Provided entries:

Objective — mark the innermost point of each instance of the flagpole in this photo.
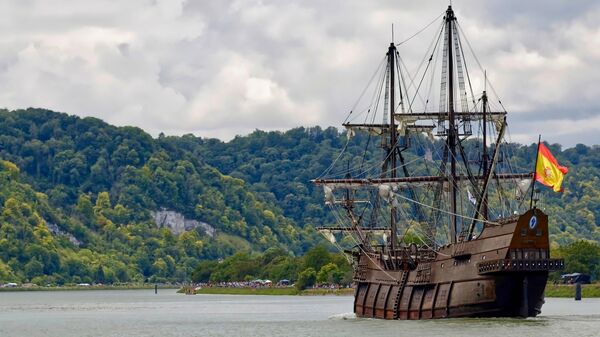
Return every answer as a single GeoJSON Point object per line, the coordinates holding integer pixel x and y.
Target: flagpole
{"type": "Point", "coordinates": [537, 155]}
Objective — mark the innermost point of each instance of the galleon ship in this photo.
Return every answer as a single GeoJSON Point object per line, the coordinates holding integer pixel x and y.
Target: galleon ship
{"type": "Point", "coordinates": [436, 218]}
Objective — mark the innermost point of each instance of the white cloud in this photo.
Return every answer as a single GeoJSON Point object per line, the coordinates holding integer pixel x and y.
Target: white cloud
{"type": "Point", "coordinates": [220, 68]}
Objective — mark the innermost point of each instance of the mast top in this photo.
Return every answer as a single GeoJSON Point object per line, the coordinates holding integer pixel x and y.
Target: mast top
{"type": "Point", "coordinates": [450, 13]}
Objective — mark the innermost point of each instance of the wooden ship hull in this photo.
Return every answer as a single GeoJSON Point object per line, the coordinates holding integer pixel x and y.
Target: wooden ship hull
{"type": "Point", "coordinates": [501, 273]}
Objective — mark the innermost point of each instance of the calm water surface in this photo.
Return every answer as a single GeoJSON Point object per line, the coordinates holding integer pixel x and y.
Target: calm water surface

Exercise instructions: Go back to the records above and write them out exactly, without the pictures.

Written response:
Objective — mark the innermost point of each instance of the flagpole in this photo.
Return every answer as a single GeoJSON Point object per line, the coordinates holding integer pixel x and y.
Target: flagpole
{"type": "Point", "coordinates": [537, 155]}
Objective — mark the innermost point of each instance of the galleon ship in this photo.
Return every answer as a single GeoJSON Point object per line, the coordinates holding integer pixel x and y.
Target: galleon ship
{"type": "Point", "coordinates": [436, 218]}
Objective — mark the innermost point of each instance of the white cloud in this photo.
Return every answer as a single GeoJSON Point object per line, the coordinates holding integer pixel x and y.
Target: white cloud
{"type": "Point", "coordinates": [220, 68]}
Objective — mark the innermost point of each instance of the mast top in this photo.
Return every answer as a single GeoJSON Point object per line, the coordinates holding integer pixel x and y.
Target: mast top
{"type": "Point", "coordinates": [450, 13]}
Objective — mark the innermost point of each instance of the wooden ship hull in this photo.
Return every answer as a single GeoJSON Point object per line, the coordinates holding integer pixel x and y.
Target: wooden ship hull
{"type": "Point", "coordinates": [501, 273]}
Objective — mark the innermost point of each instance of the calm water surface in this photo.
Return every answer as a single GeoJSON Point object per line, the coordinates holding integer pixel x and y.
Target: calm water surface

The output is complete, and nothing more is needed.